====== Exercise input

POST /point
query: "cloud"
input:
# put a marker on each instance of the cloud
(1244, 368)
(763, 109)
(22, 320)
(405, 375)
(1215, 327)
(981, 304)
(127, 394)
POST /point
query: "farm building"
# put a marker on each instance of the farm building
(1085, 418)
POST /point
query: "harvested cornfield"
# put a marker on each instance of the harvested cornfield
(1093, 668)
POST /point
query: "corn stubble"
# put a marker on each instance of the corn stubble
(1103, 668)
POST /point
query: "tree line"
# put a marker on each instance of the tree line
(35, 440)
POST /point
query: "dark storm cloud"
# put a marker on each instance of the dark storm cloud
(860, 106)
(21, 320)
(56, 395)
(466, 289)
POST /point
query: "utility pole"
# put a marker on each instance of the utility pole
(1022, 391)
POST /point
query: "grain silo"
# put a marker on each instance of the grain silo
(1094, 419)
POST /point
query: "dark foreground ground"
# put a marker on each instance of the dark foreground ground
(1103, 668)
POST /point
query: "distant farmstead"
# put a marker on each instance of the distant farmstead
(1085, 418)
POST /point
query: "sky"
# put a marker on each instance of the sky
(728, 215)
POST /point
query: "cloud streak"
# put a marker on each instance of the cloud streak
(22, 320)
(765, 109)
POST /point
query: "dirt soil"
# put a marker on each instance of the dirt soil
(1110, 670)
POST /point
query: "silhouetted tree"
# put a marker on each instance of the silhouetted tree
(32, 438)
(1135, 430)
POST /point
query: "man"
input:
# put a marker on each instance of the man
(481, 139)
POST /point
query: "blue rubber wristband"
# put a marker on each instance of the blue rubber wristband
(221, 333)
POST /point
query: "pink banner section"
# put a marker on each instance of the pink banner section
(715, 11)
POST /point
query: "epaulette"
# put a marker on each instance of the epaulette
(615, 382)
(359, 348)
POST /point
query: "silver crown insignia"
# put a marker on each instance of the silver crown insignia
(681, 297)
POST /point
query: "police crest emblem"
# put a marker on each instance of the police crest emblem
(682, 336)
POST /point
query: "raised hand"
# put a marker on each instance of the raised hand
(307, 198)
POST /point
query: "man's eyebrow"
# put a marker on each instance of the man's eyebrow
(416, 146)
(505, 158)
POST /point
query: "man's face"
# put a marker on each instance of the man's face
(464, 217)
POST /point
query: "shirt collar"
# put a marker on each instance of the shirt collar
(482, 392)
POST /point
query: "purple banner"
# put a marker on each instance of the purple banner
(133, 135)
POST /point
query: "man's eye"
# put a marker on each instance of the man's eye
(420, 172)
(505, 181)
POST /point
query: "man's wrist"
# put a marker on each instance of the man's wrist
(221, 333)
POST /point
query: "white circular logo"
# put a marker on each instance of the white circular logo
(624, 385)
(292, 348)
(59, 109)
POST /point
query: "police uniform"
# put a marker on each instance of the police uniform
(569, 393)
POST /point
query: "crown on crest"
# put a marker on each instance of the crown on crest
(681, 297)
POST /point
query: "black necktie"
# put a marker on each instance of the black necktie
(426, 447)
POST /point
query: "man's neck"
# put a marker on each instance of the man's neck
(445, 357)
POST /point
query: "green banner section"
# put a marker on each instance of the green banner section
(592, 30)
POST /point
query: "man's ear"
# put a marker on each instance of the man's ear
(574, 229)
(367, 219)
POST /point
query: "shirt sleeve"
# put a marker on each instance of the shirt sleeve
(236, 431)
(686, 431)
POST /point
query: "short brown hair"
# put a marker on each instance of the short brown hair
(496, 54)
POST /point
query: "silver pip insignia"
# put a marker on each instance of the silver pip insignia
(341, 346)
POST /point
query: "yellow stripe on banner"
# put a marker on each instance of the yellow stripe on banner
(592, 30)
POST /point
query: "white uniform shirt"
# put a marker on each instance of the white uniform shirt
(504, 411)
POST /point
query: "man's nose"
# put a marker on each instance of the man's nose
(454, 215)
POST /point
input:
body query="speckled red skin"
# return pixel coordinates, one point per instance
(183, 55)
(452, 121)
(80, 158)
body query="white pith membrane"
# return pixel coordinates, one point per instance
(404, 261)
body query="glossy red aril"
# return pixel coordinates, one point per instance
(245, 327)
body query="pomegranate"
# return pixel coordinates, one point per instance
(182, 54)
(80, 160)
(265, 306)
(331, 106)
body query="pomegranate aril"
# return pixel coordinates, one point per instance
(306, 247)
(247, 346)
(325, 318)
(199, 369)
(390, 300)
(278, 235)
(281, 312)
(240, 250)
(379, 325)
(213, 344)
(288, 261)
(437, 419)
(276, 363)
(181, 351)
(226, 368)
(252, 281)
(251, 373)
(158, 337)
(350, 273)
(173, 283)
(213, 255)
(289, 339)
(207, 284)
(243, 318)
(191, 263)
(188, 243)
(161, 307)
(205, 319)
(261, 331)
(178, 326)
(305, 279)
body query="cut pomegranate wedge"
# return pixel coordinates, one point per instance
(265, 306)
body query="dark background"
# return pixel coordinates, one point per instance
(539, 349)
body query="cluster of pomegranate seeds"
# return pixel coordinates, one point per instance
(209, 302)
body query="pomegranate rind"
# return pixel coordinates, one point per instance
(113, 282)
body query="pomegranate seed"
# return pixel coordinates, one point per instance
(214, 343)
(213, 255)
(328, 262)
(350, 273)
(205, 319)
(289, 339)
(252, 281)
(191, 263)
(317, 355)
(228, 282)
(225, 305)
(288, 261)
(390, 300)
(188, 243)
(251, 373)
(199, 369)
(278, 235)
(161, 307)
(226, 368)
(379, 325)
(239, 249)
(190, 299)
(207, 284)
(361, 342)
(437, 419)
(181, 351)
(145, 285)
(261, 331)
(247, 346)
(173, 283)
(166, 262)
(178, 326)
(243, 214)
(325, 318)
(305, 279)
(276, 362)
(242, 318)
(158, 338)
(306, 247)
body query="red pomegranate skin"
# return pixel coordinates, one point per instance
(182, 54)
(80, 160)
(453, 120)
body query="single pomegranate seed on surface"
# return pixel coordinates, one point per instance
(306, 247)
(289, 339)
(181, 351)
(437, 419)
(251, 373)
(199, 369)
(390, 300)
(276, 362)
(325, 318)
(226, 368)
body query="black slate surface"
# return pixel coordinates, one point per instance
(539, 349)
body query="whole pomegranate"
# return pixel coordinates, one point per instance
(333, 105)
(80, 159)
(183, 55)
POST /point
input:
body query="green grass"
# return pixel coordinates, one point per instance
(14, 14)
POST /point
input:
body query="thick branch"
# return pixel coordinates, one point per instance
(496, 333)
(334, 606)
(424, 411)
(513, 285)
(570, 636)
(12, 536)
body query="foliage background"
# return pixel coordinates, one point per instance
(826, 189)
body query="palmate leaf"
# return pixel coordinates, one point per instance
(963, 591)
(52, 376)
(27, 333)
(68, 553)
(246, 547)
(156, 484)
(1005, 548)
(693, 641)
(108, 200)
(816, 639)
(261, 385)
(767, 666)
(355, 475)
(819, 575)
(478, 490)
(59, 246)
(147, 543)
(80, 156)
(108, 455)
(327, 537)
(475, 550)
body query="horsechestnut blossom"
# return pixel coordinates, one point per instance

============

Given request =>
Rewrite all of the lines above, swapping every "put a marker on" for "place a point on" and changing nothing else.

Correct answer =>
POST /point
query: "cloud"
input:
# place a point on each instance of the cloud
(1244, 368)
(763, 109)
(22, 320)
(405, 375)
(1215, 327)
(981, 304)
(127, 394)
POST /point
query: "farm building"
# place a point on each instance of the farm building
(1085, 418)
POST /point
query: "harvested cornfield"
# place a point on each instance of the harvested cornfield
(1093, 668)
POST /point
query: "corn stubble"
# place a point on each instance of the corn stubble
(1103, 668)
POST /point
query: "tree line"
# place a point on each instance of the tree line
(35, 440)
POST /point
query: "dark storm cloud"
# place a point on each instance of the dark storm cloud
(860, 106)
(21, 320)
(56, 395)
(466, 289)
POST /point
query: "utility pole"
# place a point on each instance of the utility pole
(1022, 391)
POST /point
query: "grain silo"
# place a point on each instance of the grain silo
(1094, 419)
POST /point
query: "dark foreground ground"
# place a point on each instance of the dark foreground ground
(1103, 668)
POST /point
query: "distant farmstead"
# place a point on each instance of the distant farmstead
(1085, 418)
POST /point
query: "sky"
# place a point on each instance of the sky
(728, 215)
POST /point
query: "cloud streak"
# place a point on each instance of the cloud streak
(22, 320)
(765, 109)
POST /point
query: "dirt soil"
# place a point on each instance of the dirt soil
(1110, 670)
POST /point
query: "silhouetted tree"
# place a point on each instance of the silhouetted tree
(32, 438)
(1135, 430)
POST /point
query: "man"
input:
# place a point on each instance of the man
(481, 139)
POST /point
query: "blue rubber wristband"
# place a point on each instance of the blue rubber wristband
(221, 333)
POST /point
query: "pink banner section"
# place a point on each instance of the pink banner section
(715, 11)
POST /point
query: "epaulette"
# place a point on each instance of the epaulette
(615, 382)
(359, 348)
POST /point
query: "silver crown insignia"
# place a point on each instance of the silver crown insignia
(681, 297)
POST /point
query: "police crest emblem"
# place a point on each instance of the police crest emblem
(682, 336)
POST /point
query: "raised hand"
# place a point on each instance of the raised hand
(307, 198)
POST /point
query: "man's eyebrow"
# place a point on each instance of the man's eyebrow
(416, 146)
(505, 158)
POST /point
query: "man's face"
# place a point on each instance of the man's face
(464, 217)
POST /point
query: "shirt collar"
# place a point on each instance of the shirt collar
(482, 392)
POST /point
query: "purple banner"
# place a point on each instance of the purple banner
(133, 135)
POST /point
query: "man's eye"
# place a point on each instance of the man's eye
(420, 172)
(505, 181)
POST /point
query: "man's wrist"
# place a point on each instance of the man's wrist
(221, 333)
POST /point
query: "white circular logo"
# place a point on each instance of the white circular logo
(624, 385)
(292, 348)
(59, 109)
POST /point
query: "police uniform"
# place a point on each instance of the police uniform
(569, 393)
POST /point
query: "crown on crest"
# place a point on each instance of the crown on crest
(681, 297)
POST /point
query: "black necktie"
# place a point on each instance of the black necktie
(426, 447)
POST /point
query: "man's neck"
# place a point on each instance of the man's neck
(445, 357)
POST /point
query: "green banner section"
# place a point on each instance of the green banner section
(592, 30)
POST /point
query: "man's ear"
# place a point on each instance of the man's ear
(574, 229)
(367, 219)
POST /point
query: "shirt sleeve"
# place a point on each instance of the shirt sleeve
(236, 431)
(686, 431)
POST /point
query: "short brown hair"
# place a point on each instance of the short brown hair
(496, 54)
POST /point
query: "silver pip insignia"
# place a point on each instance of the silver pip insignia
(341, 346)
POST /point
query: "yellow stripe on banner"
# place a point on each instance of the yellow stripe on banner
(592, 30)
POST /point
query: "white uniform shirt"
# place a point on each instance of the white uniform shirt
(504, 411)
POST /point
query: "man's nose"
# place a point on each instance of the man's nose
(454, 215)
POST /point
input:
body query="speckled red skin"
# return pixel coordinates, one point per instance
(183, 55)
(452, 121)
(80, 158)
body query="white pith membrane"
# return pixel coordinates, one point per instance
(404, 261)
body query="glossy red aril"
# return pixel coordinates, one point per instance
(245, 327)
body query="pomegranate"
# return pixel coordinates, one point per instance
(182, 54)
(80, 160)
(265, 306)
(331, 106)
body query="pomegranate aril"
# return pixel coordinates, one point per instance
(306, 247)
(247, 346)
(325, 318)
(199, 369)
(390, 300)
(278, 235)
(281, 312)
(240, 250)
(379, 325)
(213, 344)
(288, 261)
(437, 419)
(276, 363)
(181, 351)
(226, 368)
(252, 281)
(251, 373)
(158, 337)
(350, 273)
(173, 283)
(213, 255)
(289, 339)
(207, 284)
(243, 318)
(191, 263)
(188, 243)
(161, 307)
(205, 319)
(261, 331)
(178, 326)
(305, 279)
body query="cut pomegranate wedge"
# return pixel coordinates, one point per instance
(265, 306)
body query="dark background"
# return pixel coordinates, one point per instance
(539, 349)
body query="cluster of pomegranate seeds"
# return pixel coordinates, one point per instance
(209, 302)
body query="pomegranate rind"
# return pixel coordinates, one point per instance
(113, 282)
body query="pomegranate seed"
# return pixel coordinates, one point per instance
(214, 343)
(213, 255)
(328, 262)
(350, 273)
(205, 319)
(289, 339)
(252, 281)
(191, 263)
(317, 355)
(228, 282)
(225, 305)
(288, 261)
(390, 300)
(188, 243)
(251, 373)
(199, 369)
(278, 235)
(161, 307)
(226, 368)
(379, 325)
(239, 249)
(190, 299)
(207, 284)
(361, 342)
(437, 419)
(181, 351)
(145, 285)
(261, 331)
(247, 346)
(173, 283)
(166, 262)
(178, 326)
(243, 214)
(325, 318)
(305, 279)
(276, 362)
(242, 318)
(158, 338)
(306, 247)
body query="red pomegranate skin"
# return pixel coordinates, one point per instance
(182, 54)
(80, 160)
(453, 120)
body query="single pomegranate seed on surface"
# return pixel coordinates, one point per instance
(306, 247)
(289, 339)
(181, 351)
(437, 419)
(251, 373)
(199, 369)
(390, 300)
(276, 362)
(325, 318)
(226, 368)
body query="black slate surface"
# return pixel coordinates, one point per instance
(539, 349)
body query="whole pomegranate"
# return pixel coordinates, one point per instance
(333, 105)
(80, 159)
(183, 55)
POST /point
input:
body query="green grass"
# return pixel coordinates, one point per instance
(14, 14)
POST /point
input:
body query="thick branch"
# return pixel coordinates, one point per instance
(496, 333)
(334, 606)
(424, 411)
(513, 285)
(570, 636)
(12, 536)
body query="foliage background"
# return pixel coordinates, one point per instance
(826, 189)
body query="palmate leaf"
# return pixel coordinates, one point per instance
(963, 591)
(52, 376)
(27, 333)
(68, 553)
(246, 547)
(156, 484)
(1005, 548)
(693, 641)
(108, 200)
(816, 639)
(261, 385)
(767, 666)
(355, 475)
(819, 575)
(478, 490)
(59, 246)
(147, 543)
(80, 156)
(108, 455)
(327, 537)
(475, 550)
body query="horsechestnut blossom"
# return pixel coordinates, one point per instance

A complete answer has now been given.